Stored items

────────────────────────────────────────

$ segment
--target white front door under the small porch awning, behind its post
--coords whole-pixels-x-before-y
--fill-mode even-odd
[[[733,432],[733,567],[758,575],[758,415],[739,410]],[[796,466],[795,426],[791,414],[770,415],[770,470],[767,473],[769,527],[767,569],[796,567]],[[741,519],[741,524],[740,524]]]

────────────────────────────────────────

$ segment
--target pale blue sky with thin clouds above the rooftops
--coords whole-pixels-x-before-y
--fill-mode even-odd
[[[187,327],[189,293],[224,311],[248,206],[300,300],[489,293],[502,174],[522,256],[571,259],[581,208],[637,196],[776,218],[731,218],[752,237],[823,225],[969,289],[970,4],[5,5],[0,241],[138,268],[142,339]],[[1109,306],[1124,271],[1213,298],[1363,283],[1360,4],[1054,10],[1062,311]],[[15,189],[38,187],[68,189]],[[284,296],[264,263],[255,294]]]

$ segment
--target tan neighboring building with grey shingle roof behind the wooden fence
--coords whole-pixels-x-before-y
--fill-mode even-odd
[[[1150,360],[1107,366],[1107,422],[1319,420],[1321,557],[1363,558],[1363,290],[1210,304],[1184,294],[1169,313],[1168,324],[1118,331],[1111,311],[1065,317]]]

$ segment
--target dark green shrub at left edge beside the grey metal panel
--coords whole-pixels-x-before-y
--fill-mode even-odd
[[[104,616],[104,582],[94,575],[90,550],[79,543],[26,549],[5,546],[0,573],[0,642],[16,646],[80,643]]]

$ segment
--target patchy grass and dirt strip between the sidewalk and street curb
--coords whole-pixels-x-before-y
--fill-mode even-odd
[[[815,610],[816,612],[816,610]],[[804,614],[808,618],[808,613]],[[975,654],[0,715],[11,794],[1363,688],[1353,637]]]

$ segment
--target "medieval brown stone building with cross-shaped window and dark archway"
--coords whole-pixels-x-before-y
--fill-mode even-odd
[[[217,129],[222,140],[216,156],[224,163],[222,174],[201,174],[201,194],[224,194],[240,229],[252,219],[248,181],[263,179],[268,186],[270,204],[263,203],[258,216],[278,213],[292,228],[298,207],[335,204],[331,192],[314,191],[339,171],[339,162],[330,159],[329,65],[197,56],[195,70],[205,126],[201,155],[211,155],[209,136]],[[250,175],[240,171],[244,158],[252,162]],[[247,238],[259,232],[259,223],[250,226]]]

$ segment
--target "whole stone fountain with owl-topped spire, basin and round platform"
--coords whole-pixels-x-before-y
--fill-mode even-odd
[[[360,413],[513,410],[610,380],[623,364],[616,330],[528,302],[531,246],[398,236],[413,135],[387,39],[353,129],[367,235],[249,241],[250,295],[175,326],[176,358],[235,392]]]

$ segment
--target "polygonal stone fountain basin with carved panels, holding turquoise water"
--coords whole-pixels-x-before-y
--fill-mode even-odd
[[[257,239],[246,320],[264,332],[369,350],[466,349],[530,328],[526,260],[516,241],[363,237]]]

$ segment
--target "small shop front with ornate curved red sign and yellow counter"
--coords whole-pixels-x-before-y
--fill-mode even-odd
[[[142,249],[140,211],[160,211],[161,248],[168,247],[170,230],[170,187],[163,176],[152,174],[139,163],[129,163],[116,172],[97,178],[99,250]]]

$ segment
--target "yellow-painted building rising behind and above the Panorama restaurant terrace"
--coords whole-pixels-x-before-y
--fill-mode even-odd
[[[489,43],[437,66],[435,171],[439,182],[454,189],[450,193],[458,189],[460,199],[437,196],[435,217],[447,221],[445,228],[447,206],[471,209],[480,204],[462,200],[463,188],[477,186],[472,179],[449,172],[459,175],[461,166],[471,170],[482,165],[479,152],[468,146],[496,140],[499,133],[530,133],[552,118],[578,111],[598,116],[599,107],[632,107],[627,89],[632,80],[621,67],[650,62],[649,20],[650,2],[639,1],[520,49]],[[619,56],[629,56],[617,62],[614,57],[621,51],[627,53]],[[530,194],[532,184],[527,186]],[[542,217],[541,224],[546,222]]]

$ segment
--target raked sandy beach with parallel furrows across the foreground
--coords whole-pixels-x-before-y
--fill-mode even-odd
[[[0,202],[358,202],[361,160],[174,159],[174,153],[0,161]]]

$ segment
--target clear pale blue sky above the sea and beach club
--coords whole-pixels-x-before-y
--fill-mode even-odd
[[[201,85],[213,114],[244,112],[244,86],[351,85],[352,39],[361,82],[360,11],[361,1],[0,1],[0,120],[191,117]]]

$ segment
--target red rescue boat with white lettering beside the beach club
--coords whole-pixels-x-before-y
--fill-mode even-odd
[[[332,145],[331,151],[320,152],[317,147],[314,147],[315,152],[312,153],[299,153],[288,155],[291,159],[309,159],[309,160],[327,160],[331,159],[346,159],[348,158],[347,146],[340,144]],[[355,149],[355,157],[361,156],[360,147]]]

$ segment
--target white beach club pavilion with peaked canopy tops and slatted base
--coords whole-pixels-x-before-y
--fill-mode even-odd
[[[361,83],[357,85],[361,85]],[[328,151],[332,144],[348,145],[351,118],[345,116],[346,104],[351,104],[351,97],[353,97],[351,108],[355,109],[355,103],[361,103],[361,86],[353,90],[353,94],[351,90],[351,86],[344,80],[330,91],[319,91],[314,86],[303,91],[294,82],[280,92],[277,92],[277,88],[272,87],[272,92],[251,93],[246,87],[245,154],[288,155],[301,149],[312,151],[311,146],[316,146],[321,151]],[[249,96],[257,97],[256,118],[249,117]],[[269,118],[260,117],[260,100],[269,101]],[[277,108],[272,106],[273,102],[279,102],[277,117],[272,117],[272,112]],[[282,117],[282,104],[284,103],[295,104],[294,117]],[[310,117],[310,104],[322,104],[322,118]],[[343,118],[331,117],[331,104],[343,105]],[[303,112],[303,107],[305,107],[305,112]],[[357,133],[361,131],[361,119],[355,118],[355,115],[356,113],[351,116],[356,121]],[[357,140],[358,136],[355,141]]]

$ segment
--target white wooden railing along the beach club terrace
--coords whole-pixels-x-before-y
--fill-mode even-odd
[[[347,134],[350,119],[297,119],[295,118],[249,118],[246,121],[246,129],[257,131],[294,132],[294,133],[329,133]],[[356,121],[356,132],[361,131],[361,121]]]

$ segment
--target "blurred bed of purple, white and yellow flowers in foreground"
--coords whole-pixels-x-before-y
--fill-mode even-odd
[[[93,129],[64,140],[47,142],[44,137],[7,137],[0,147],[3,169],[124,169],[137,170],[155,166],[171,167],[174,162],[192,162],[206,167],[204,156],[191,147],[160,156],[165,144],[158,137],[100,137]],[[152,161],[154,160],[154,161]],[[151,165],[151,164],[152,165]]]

────────────────────────────────────────

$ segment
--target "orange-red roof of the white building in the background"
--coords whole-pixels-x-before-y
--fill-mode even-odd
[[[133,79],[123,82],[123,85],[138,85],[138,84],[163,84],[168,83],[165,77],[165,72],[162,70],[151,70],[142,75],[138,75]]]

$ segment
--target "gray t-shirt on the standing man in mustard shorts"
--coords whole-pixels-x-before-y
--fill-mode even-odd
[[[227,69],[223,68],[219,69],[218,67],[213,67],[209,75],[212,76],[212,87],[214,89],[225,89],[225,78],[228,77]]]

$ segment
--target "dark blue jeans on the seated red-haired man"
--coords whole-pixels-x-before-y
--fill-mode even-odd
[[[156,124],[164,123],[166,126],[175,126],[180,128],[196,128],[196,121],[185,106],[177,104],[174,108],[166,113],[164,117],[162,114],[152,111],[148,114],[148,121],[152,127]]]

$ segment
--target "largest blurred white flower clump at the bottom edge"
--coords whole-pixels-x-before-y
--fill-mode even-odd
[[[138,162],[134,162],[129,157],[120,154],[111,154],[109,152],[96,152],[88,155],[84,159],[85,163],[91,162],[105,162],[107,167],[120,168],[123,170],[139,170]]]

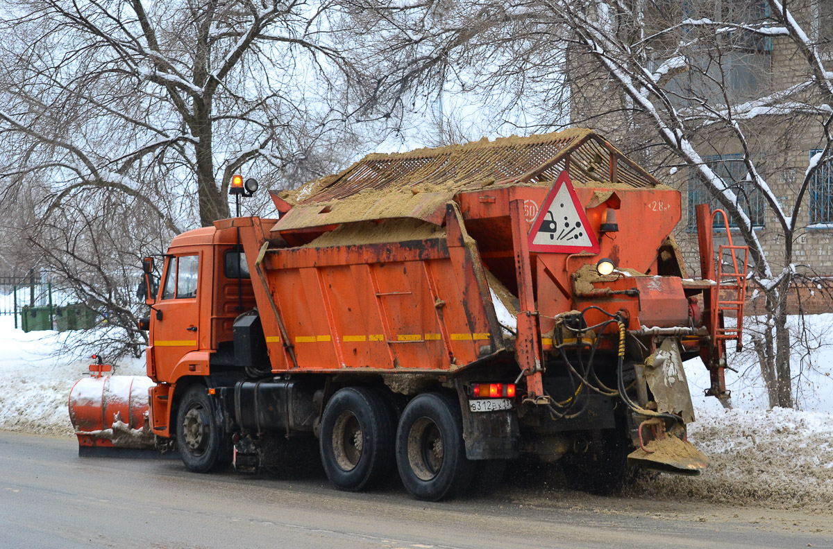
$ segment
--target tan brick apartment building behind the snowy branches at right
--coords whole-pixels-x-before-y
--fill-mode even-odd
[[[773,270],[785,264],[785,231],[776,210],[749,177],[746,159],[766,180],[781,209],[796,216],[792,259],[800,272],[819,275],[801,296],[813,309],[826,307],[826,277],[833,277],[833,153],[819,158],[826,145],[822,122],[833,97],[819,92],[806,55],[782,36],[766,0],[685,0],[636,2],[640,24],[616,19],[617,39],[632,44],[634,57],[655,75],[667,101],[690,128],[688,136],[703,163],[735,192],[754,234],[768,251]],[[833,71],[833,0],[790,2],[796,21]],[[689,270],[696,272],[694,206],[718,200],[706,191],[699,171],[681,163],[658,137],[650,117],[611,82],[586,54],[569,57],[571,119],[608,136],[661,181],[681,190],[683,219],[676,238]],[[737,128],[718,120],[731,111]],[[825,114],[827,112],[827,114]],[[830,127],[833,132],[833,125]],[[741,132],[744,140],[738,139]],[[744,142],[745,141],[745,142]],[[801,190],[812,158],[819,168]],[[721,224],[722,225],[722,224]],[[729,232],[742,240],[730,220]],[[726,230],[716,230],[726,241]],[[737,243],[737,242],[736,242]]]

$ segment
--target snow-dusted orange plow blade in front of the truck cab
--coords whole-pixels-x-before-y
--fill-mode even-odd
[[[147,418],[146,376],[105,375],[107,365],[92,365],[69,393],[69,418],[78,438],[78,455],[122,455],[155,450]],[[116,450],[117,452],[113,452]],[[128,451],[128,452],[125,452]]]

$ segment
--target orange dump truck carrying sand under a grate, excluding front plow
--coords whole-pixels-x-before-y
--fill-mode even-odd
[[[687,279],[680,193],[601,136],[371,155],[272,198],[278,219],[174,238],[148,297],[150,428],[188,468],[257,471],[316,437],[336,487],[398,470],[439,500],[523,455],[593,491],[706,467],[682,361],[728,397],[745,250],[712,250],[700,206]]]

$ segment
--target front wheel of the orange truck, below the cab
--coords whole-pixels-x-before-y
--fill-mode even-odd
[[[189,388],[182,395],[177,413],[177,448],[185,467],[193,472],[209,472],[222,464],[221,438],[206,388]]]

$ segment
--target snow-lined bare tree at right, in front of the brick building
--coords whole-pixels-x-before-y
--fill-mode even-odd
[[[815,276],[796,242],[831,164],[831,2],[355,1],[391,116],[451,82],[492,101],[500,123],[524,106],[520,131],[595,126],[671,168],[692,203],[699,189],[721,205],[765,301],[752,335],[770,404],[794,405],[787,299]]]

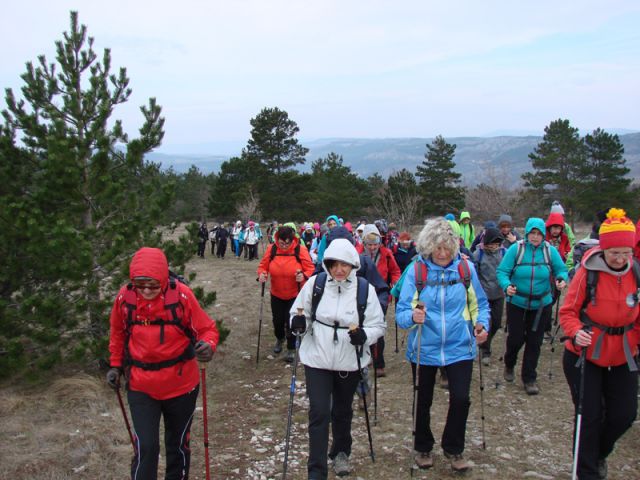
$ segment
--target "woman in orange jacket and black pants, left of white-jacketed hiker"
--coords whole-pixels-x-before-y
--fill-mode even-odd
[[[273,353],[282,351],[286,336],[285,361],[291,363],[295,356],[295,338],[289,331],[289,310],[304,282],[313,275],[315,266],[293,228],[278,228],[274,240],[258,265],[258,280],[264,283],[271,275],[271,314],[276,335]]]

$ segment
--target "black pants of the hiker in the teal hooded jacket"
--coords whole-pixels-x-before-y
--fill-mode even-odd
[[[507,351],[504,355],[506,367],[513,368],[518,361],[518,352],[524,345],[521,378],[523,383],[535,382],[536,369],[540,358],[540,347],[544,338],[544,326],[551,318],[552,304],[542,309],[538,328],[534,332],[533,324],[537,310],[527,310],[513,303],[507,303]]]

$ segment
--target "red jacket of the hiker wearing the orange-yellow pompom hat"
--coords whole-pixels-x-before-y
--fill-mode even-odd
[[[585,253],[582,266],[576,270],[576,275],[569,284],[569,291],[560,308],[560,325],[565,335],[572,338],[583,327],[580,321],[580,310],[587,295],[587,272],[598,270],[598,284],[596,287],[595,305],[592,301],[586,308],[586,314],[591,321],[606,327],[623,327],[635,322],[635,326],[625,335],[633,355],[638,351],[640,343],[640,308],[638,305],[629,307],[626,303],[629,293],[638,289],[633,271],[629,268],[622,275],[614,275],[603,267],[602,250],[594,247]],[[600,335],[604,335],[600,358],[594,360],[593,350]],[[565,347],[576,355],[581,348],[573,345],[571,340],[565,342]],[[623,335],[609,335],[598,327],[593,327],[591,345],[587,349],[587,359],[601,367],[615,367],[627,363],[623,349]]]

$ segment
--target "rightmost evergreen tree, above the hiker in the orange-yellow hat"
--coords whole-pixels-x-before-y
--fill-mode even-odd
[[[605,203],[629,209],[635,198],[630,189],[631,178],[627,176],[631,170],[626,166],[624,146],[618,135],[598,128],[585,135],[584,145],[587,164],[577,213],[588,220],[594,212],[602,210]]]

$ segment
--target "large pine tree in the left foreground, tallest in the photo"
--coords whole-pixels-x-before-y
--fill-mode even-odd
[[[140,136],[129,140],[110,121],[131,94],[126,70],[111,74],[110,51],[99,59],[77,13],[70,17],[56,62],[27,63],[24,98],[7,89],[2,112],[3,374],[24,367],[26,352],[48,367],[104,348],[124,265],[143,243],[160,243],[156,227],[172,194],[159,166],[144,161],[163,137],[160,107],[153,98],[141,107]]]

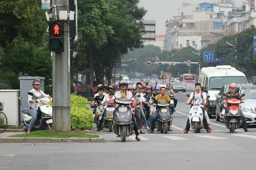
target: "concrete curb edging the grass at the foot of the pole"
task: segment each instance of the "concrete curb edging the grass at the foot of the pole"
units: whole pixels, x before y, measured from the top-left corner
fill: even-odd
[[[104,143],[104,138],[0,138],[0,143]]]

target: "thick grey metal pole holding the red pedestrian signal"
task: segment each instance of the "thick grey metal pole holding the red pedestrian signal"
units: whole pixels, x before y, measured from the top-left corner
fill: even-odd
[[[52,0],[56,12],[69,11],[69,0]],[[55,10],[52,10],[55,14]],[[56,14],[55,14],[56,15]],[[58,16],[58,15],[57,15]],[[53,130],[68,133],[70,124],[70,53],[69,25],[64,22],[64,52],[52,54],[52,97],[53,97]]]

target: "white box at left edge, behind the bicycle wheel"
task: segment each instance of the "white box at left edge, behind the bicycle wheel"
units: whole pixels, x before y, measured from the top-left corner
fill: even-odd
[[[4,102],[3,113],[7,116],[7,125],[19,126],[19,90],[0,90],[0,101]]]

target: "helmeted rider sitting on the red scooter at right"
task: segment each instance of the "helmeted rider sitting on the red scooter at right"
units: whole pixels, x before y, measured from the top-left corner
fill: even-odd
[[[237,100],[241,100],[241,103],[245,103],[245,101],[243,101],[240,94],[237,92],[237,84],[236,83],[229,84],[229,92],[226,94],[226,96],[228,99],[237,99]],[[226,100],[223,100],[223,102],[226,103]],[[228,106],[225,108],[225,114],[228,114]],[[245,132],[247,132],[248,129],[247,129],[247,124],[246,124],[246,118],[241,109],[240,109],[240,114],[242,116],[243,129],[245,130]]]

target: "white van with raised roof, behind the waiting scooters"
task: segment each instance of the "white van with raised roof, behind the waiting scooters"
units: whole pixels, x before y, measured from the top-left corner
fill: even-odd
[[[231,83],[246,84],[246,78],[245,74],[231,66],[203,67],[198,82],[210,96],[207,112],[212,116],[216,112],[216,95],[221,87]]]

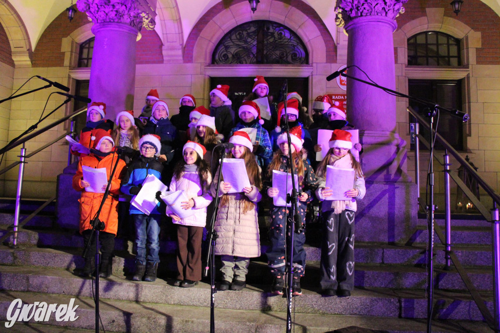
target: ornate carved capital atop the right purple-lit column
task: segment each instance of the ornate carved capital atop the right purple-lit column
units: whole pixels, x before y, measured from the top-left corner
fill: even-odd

────────────────────────────────────────

What is needed
Please copy every line of the records above in which "scooters" appears.

Solution below
target: "white van with raised roof, behind the waiting scooters"
task: segment each instance of the "white van with raised roof, behind the waiting scooters"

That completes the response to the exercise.